### [Hedefler]
1. Metne göre Tupamaro örgütünün kurucusu kimdir?
2. Metinde "Bütün bunlara karşın" sözcüklerini içeren yerle açılıp "Kurucusu Raul Sendic’ti." ile kapanan bölümü hiç değiştirmeden yeniden yazın.

### [Metin]
***

Bütün bunlara karşın sömürgeciliğe ve emperyalizme karşı verilen mücadele durdurulamamış ve Latin Amerika’nın damarlarında akan mücadele Bolivar’da, Jose Artigas’da, Che Gııevara’da ve Tupamaro örgütünün unutulmaz lideri Raul Sendic’de cisimleşip milyonlarca Latin yoksul köylüsünü, kent proleterini ve bunların çevresinde yer alan diğer ulusal güçleri ayağa kaldırmıştı.

TUPAMARO’NUN KURULUŞU YE MÜCADELESİ

Tupamaro örgütü, Küba’da bir zafer kazanarak popülerleşen ve ondan sonra ’60’lı yılların dünyasını bu popülariteyle sarsan gerilla mücadele yöntemlerinin Latin Amerika ülkelerinin kendine özgü karakterlerini üzerinde taşıyan Uruguay’da anti-emperyalist içerikli ulusal bir devrim projesini gerçekleştirmeyi hedefleyerek kuruldu. Kurucusu Raul Sendic’ti.

***

### [Liste]
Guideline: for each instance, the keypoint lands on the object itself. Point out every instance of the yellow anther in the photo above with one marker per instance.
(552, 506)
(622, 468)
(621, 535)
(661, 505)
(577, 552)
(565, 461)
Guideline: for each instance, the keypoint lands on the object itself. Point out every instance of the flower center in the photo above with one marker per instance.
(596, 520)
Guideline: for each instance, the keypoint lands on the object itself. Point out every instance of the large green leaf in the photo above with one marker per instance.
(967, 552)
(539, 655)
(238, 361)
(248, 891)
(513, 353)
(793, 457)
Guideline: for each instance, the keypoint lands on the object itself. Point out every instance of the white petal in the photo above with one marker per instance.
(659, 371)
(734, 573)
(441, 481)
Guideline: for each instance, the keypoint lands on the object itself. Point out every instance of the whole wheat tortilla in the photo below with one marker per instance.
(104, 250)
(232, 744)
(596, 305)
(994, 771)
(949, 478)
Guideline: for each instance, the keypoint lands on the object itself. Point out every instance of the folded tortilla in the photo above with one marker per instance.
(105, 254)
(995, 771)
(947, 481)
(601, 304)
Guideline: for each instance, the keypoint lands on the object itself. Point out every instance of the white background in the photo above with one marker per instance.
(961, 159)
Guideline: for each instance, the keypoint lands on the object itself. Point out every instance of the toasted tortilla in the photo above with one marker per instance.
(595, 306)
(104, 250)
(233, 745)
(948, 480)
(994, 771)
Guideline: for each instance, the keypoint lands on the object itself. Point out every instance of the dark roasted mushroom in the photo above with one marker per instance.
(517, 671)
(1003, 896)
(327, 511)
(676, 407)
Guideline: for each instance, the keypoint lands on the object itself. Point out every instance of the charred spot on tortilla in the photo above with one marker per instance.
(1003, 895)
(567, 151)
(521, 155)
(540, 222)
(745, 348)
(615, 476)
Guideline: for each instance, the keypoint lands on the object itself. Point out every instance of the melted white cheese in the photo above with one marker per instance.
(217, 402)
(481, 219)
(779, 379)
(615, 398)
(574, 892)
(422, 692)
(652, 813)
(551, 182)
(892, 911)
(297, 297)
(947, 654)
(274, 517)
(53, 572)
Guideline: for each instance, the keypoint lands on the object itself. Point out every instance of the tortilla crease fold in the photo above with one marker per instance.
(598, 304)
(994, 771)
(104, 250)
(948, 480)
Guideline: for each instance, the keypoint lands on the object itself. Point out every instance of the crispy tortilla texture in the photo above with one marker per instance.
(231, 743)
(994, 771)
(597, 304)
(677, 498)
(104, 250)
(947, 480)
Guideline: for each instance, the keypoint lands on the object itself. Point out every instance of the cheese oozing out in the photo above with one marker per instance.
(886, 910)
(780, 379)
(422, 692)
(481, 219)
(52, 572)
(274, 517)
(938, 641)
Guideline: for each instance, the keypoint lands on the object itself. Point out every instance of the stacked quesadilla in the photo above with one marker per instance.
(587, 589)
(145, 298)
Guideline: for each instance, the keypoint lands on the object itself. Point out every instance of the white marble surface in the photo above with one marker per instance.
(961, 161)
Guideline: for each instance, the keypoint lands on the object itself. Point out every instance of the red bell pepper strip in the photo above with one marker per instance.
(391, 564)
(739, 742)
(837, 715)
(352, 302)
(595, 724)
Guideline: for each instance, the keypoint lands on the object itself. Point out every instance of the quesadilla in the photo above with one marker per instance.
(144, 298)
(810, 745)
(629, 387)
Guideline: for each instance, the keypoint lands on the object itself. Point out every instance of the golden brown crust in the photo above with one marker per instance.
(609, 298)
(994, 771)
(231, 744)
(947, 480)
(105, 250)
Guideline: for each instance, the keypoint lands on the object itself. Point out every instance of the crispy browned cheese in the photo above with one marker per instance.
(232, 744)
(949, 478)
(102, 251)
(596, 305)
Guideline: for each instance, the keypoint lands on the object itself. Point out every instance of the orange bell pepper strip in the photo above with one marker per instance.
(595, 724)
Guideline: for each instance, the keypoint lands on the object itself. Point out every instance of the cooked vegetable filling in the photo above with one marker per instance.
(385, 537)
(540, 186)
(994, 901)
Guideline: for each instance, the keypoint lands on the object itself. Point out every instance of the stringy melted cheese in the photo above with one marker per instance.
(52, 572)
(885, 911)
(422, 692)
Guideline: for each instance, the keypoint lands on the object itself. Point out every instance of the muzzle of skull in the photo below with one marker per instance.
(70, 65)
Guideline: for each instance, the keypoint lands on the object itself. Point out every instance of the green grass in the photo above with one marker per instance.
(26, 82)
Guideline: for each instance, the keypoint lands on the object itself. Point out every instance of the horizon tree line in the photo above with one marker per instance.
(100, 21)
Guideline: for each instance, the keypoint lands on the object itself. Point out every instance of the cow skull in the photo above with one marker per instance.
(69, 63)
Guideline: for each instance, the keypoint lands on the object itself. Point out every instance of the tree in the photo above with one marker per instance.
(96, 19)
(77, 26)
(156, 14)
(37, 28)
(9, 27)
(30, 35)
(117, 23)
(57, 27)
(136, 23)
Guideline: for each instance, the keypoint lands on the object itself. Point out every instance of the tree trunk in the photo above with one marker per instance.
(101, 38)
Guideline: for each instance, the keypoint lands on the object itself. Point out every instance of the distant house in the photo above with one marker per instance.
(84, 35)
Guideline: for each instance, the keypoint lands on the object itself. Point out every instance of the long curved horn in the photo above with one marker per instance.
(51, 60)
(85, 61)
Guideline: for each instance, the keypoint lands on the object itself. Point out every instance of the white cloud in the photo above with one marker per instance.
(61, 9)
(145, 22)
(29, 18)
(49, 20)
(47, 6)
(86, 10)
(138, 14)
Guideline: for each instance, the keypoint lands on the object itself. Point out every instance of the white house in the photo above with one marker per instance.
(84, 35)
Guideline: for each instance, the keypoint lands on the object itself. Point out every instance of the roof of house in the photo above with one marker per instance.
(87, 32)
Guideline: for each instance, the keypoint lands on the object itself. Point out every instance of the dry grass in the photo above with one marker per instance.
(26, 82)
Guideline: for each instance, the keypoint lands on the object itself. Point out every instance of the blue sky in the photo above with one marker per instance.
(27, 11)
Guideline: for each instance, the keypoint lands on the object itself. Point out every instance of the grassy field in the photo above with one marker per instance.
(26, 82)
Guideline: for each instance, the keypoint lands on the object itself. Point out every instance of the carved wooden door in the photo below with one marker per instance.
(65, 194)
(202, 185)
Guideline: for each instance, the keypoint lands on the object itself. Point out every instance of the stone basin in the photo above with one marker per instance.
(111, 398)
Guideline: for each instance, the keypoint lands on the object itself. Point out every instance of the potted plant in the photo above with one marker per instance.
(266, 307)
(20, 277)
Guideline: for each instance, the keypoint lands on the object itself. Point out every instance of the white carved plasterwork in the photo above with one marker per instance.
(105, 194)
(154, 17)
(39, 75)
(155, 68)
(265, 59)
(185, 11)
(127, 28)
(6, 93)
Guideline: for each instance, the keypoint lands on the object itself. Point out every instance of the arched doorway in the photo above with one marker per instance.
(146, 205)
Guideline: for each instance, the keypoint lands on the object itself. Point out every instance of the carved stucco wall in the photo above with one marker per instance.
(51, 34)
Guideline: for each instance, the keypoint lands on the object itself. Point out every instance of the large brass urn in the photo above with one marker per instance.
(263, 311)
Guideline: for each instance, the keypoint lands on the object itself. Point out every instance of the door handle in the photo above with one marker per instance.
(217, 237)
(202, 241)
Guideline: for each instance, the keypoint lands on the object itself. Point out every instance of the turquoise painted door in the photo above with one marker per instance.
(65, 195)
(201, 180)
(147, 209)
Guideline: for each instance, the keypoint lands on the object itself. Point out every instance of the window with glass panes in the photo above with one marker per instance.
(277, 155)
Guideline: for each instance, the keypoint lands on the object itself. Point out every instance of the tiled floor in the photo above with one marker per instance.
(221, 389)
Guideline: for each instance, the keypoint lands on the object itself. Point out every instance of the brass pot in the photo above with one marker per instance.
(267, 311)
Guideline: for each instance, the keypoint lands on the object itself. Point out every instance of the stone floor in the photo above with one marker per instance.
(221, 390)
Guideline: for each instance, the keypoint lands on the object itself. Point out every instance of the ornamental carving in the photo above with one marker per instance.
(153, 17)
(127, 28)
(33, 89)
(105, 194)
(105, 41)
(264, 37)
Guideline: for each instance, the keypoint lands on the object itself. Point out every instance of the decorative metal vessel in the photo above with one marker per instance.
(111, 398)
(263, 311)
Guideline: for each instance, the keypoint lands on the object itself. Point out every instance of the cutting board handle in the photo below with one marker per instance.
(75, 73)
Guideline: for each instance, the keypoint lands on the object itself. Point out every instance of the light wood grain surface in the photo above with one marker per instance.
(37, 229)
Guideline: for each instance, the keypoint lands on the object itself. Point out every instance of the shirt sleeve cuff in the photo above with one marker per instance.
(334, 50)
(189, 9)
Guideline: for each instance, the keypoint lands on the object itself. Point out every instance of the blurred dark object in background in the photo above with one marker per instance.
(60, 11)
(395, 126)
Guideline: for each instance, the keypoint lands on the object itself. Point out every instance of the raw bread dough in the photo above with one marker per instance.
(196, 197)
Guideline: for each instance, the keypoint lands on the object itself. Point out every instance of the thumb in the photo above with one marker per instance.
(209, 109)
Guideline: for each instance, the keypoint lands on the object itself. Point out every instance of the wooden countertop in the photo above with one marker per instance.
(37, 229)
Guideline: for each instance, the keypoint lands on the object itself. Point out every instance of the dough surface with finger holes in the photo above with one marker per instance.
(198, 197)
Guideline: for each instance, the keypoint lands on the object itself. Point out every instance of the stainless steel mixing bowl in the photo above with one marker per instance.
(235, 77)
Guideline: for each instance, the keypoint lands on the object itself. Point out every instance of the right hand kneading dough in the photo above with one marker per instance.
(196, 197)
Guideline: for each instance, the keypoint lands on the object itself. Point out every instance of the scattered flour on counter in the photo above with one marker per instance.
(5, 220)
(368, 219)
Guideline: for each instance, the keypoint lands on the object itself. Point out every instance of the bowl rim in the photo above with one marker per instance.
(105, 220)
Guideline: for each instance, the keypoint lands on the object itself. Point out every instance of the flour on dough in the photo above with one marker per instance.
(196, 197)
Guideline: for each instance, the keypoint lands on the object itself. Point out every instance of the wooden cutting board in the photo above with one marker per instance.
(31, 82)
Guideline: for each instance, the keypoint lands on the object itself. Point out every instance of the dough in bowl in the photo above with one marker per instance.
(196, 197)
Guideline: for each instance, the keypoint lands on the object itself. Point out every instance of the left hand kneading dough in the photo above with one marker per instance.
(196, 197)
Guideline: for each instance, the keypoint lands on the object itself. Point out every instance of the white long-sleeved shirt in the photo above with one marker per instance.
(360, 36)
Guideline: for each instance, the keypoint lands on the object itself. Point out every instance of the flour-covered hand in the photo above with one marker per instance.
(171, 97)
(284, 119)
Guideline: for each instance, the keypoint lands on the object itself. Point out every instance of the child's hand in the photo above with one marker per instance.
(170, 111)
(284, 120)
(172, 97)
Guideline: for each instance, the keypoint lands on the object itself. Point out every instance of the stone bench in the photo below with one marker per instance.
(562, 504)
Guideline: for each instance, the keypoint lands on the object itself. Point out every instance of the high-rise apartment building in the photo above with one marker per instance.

***

### [Görev Yanıtları]
1. Raul Sendic

2.
Bütün bunlara karşın sömürgeciliğe ve emperyalizme karşı verilen mücadele durdurulamamış ve Latin Amerika’nın damarlarında akan mücadele Bolivar’da, Jose Artigas’da, Che Gııevara’da ve Tupamaro örgütünün unutulmaz lideri Raul Sendic’de cisimleşip milyonlarca Latin yoksul köylüsünü, kent proleterini ve bunların çevresinde yer alan diğer ulusal güçleri ayağa kaldırmıştı.

TUPAMARO’NUN KURULUŞU YE MÜCADELESİ

Tupamaro örgütü, Küba’da bir zafer kazanarak popülerleşen ve ondan sonra ’60’lı yılların dünyasını bu popülariteyle sarsan gerilla mücadele yöntemlerinin Latin Amerika ülkelerinin kendine özgü karakterlerini üzerinde taşıyan Uruguay’da anti-emperyalist içerikli ulusal bir devrim projesini gerçekleştirmeyi hedefleyerek kuruldu. Kurucusu Raul Sendic’ti.